Return the following blog post on factoring pentest and scan results into formal risk analysis word for word, in full.

• **SELECTED EXCERPT**:
--- start ---
Enabling Secure Business Operations

Factoring Pentest/Scan Results into Formal Risk Analysis

February 22nd, 2011

News flash: Those so-called “risk” labels/ratings included in pentest and vuln scan reports are NOT actually “risk” representations.

I was in attendance at the OWASP Summit 2011 a couple weeks back, and the topic of “risk metrics” and labels came up during one session. As a result, I led a break-out session on what risk really looks like in the macro sense, in accordance with formal methods, and where these various scan/test results really fit in. The session had great conversation and highlighted for me a need to expand risk analysis training to a broader audience.

Below is a picture of the taxonomy of factors that make up a FAIR (Factor Analysis of Information Risk) risk analysis. Putting aside the discussion of how one generates the value ranges that go into each factor, let’s look at where pentest/scan results fall. Looking at the taxonomy below, note that there are two key halves: Loss Frequency and Loss Magnitude. As you peruse the factors that roll up to those halves, think about where your pentest/scan results might fit.
--- end ---
• **DATASET ENTRIES**:
--- start ---
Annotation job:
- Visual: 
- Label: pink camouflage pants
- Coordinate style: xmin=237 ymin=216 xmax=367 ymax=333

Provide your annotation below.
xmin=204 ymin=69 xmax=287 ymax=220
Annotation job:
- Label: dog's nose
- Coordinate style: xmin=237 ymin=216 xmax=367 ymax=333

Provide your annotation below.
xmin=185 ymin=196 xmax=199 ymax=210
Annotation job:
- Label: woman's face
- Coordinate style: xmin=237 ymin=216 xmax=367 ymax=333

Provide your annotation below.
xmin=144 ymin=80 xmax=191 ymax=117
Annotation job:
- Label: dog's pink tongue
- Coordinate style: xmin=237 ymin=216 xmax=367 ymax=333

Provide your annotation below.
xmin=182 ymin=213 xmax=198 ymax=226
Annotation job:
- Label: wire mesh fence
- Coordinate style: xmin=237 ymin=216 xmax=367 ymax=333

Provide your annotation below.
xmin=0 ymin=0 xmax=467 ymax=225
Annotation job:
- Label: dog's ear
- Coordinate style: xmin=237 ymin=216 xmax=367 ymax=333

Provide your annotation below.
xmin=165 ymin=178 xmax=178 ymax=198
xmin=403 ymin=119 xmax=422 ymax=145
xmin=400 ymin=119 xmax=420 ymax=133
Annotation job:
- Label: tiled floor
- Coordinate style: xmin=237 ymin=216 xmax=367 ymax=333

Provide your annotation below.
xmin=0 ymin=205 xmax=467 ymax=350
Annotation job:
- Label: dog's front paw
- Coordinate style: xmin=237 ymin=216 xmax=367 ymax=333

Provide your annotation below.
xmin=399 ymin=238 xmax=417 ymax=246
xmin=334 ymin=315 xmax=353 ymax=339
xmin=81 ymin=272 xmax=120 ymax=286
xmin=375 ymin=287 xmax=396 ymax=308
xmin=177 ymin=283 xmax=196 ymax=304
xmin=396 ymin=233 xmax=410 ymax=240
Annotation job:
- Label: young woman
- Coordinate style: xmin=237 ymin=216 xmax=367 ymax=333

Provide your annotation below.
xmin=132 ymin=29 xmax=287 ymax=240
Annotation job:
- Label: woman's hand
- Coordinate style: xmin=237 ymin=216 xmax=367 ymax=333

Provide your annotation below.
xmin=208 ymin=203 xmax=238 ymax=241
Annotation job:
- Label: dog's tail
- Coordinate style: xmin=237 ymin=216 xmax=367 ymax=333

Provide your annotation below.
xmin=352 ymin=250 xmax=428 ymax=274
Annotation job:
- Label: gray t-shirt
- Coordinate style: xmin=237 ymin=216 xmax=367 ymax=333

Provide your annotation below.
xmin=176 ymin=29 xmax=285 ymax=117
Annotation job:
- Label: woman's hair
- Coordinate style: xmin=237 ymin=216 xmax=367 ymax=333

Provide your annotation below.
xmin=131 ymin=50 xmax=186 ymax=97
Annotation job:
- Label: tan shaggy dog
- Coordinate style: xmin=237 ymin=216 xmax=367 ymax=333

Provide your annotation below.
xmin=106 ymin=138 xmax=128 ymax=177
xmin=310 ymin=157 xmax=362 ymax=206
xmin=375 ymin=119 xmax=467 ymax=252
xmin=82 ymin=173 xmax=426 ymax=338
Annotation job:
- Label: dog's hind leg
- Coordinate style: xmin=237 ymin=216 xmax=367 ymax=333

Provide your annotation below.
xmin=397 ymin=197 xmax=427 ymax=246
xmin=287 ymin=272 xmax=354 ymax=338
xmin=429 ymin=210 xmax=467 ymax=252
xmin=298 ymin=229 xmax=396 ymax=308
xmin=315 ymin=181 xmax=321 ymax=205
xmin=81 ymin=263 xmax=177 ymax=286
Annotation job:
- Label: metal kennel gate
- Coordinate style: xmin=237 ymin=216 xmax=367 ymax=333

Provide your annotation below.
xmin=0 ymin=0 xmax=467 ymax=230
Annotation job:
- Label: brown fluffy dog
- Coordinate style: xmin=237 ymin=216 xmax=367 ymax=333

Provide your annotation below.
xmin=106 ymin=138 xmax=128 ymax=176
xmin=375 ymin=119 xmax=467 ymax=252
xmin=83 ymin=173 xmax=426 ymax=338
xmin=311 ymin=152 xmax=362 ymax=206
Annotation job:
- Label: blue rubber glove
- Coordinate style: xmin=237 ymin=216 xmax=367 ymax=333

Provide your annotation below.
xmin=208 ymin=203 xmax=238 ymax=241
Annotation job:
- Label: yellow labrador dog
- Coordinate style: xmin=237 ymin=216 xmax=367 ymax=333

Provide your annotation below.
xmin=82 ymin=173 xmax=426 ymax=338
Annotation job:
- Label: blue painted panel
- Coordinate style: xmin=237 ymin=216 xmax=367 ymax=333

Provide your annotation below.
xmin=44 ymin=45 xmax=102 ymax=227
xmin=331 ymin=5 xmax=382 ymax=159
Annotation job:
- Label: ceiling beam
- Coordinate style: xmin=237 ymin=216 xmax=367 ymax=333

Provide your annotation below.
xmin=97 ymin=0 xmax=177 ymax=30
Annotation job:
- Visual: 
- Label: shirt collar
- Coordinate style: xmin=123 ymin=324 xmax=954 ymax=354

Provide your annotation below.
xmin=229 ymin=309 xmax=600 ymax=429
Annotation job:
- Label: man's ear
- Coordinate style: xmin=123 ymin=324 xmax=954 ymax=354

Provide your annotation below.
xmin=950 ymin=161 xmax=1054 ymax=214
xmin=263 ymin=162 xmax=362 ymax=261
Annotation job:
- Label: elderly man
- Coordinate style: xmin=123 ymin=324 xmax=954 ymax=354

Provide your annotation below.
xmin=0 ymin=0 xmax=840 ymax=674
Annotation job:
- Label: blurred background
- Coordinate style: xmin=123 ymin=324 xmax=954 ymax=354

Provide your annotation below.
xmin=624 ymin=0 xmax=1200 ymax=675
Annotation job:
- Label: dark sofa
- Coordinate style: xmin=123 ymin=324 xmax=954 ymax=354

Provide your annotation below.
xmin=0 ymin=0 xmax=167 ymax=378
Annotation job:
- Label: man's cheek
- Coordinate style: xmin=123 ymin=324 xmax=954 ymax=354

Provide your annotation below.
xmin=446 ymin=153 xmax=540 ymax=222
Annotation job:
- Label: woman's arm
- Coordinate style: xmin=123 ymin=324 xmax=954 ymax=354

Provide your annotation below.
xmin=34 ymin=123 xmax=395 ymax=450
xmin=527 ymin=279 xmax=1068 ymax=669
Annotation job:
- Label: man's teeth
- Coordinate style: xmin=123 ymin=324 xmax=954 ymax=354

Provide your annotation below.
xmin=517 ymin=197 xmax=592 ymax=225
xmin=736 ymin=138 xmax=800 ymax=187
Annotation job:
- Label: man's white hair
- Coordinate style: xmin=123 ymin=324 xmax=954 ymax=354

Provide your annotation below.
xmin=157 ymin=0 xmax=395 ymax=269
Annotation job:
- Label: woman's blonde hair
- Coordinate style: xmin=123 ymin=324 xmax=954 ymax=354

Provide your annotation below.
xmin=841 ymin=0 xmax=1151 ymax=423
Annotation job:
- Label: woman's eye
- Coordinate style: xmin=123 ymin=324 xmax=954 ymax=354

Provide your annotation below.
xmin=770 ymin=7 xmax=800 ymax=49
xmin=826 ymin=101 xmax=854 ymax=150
--- end ---
• **WORKED SOLUTION**:
Enabling Secure Business Operations

Factoring Pentest/Scan Results into Formal Risk Analysis

February 22nd, 2011

News flash: Those so-called “risk” labels/ratings included in pentest and vuln scan reports are NOT actually “risk” representations.

I was in attendance at the OWASP Summit 2011 a couple weeks back, and the topic of “risk metrics” and labels came up during one session. As a result, I led a break-out session on what risk really looks like in the macro sense, in accordance with formal methods, and where these various scan/test results really fit in. The session had great conversation and highlighted for me a need to expand risk analysis training to a broader audience.

Below is a picture of the taxonomy of factors that make up a FAIR (Factor Analysis of Information Risk) risk analysis. Putting aside the discussion of how one generates the value ranges that go into each factor, let’s look at where pentest/scan results fall. Looking at the taxonomy below, note that there are two key halves: Loss Frequency and Loss Magnitude. As you peruse the factors that roll up to those halves, think about where your pentest/scan results might fit.